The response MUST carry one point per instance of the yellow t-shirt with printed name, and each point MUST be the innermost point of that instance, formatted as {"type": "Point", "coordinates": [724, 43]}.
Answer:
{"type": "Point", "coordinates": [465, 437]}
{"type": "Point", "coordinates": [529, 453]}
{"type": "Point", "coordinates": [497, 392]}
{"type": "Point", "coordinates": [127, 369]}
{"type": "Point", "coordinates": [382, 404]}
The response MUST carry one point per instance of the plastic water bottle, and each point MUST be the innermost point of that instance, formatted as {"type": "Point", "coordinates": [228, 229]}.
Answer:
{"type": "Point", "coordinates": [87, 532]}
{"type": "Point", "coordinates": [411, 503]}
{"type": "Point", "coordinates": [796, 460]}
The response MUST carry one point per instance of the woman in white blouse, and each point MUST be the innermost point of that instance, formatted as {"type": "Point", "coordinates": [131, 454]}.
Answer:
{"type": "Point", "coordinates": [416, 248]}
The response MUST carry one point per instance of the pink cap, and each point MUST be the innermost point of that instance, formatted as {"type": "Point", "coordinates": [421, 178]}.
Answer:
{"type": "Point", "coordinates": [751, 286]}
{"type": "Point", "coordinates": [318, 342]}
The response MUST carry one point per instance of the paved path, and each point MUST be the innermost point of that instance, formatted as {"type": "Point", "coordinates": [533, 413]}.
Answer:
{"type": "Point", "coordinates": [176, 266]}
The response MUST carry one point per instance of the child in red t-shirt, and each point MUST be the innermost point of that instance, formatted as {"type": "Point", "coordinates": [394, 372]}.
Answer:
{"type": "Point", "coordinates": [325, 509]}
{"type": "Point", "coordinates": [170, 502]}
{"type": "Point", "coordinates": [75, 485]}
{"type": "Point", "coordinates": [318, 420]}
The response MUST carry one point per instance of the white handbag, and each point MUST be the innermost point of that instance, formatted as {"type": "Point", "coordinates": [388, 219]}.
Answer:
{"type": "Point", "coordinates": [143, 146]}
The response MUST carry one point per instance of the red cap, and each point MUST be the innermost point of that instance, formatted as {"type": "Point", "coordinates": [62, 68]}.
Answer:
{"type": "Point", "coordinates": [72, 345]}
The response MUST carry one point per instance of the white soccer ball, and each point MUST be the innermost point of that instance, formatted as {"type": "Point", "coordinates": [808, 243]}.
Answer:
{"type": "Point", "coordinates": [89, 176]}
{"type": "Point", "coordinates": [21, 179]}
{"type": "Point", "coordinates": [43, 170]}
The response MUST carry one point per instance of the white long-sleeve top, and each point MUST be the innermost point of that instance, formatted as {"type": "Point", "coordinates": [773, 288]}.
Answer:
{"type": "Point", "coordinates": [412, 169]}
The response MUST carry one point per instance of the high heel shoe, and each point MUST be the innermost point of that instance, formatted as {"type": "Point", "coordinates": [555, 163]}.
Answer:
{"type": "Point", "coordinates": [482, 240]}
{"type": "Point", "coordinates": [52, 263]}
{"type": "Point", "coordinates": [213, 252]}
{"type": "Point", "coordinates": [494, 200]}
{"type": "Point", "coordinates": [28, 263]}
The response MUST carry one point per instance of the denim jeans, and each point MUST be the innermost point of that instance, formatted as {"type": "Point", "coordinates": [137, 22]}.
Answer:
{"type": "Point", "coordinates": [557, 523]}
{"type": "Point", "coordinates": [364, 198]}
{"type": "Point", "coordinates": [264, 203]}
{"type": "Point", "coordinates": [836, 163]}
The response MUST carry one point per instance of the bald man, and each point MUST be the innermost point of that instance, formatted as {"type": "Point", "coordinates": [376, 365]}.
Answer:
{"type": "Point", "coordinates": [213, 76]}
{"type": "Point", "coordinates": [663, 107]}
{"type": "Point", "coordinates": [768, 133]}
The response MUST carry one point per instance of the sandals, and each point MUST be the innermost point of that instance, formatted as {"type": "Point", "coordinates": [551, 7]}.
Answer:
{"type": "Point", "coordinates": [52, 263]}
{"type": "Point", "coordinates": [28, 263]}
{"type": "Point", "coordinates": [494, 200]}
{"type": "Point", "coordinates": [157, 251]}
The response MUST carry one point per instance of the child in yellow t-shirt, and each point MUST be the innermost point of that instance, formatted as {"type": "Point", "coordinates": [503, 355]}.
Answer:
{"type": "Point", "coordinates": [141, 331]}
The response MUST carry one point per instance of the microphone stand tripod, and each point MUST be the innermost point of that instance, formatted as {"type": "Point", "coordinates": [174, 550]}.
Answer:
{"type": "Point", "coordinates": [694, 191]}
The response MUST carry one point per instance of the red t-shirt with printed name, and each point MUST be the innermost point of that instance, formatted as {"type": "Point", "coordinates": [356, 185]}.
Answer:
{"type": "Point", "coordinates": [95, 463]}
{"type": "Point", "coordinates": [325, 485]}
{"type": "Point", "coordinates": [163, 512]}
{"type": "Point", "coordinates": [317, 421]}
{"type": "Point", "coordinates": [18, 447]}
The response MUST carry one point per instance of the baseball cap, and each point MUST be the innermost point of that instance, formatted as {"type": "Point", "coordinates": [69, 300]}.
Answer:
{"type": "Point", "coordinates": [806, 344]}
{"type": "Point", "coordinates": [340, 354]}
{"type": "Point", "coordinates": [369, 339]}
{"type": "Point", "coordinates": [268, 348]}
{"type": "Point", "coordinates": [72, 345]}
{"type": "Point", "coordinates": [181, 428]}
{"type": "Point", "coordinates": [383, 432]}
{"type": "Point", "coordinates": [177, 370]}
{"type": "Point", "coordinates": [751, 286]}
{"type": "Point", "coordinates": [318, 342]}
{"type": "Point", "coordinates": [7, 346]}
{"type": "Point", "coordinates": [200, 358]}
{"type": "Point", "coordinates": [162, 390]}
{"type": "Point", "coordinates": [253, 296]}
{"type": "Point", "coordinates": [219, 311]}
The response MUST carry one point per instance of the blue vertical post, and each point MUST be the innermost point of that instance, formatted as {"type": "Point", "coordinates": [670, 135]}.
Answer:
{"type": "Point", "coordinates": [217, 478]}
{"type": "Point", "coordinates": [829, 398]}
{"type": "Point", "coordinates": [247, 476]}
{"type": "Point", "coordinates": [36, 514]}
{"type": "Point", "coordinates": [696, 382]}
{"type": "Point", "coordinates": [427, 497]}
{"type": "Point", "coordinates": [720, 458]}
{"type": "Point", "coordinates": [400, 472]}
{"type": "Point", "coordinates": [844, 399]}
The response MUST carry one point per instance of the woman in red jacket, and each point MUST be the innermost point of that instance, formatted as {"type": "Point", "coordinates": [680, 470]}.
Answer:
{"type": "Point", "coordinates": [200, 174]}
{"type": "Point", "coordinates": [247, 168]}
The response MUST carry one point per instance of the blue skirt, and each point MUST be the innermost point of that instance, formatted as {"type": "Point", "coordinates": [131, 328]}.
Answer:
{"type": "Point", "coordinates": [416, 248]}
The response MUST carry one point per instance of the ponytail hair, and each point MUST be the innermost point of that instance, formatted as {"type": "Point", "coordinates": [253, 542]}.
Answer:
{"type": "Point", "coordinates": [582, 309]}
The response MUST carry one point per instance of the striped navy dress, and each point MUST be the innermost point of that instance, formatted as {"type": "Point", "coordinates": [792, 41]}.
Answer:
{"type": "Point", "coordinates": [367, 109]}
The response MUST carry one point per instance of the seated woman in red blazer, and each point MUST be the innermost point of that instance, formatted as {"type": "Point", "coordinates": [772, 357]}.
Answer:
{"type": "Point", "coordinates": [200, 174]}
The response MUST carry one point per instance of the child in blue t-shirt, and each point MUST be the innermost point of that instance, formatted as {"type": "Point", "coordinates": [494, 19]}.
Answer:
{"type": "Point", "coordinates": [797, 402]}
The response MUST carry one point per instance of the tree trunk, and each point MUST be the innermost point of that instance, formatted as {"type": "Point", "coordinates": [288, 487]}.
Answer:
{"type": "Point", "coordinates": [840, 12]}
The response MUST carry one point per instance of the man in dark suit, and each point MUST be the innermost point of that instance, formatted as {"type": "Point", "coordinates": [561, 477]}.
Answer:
◆ ◆ ◆ ◆ ◆ ◆ ◆
### Work to complete
Look through the data above. Copy every line with the string "printed" in it.

### Solution for this exercise
The response MUST carry one point per instance of the yellow t-shirt with printed name, and each point MUST be the innermost point of that instance, formatted as {"type": "Point", "coordinates": [724, 43]}.
The response MUST carry one point per instance of the red t-shirt with printed name, and each point MUST be the innermost point of that instance, formatted as {"type": "Point", "coordinates": [356, 185]}.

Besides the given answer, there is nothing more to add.